# Problem to work on
Translate this sentence from the plane-equation solution into Spanish: "Find the equation of the plane through (2, 3, −4) and (1, −1, 3) and parallel to x-axis."

# Passage provided

## Start

Question

Find the equation of the plane through (2, 3, −4) and (1, −1, 3) and parallel to x-axis.

 

Answer 1

\[\text{ The equation of the plane through (2, 3, -4) is } \]
\[a \left( x - 2 \right) + b \left( y - 3 \right) + c \left( z + 4 \right) = 0 . . . \left( 1 \right)\]
\[\text{ This plane passes through (1, -1, 3). So } ,\]
\[a \left( 1 - 2 \right) + b \left( - 1 - 3 \right) + c \left( 3 + 4 \right) = 0\]
\[ \Rightarrow - a - 4b + 7c = 0 . . . \left( 2 \right)\]
\[\text{ Again plane (1) is parallel to x-axis. It means that plane (1) is perpendicular to the yz-plane whose equation is x = 0 or 1 . x + 0 . y + 0 . z = 0 } \]
\[ \Rightarrow a \left( 1 \right) + b \left( 0 \right) + c \left( 0 \right) = 0 . . . \left( 3 \right) (\text{ Because a}_1 a_2 + b_1 b_2 + c_1 c_2 = 0)\]
\[\text{ Solving (1), (2) and (3), we get} \]
\[\begin{vmatrix}x - 3 & y - 3 & z + 4 \\ - 1 & - 4 & 7 \\ 1 & 0 & 0\end{vmatrix} = 0\]
\[ \Rightarrow 0 \left( x - 3 \right) + 7 \left( y - 3 \right) + 4 \left( z + 4 \right) = 0\]
\[ \Rightarrow 7y + 4z - 5 = 0\]

## End

# Data shown
## Start

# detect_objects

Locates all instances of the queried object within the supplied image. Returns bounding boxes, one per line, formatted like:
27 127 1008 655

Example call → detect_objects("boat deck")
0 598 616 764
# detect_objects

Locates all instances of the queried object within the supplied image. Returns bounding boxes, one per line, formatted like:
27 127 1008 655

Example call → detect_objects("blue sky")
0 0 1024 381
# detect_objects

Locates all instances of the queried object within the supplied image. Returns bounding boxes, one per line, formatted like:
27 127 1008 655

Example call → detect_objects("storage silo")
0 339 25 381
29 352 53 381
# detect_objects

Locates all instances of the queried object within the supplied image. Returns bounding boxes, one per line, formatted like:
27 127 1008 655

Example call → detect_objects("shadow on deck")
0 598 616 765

## End

# Problem solution
Halla la ecuación del plano que pasa por (2, 3, −4) y (1, −1, 3) y es paralelo al eje x.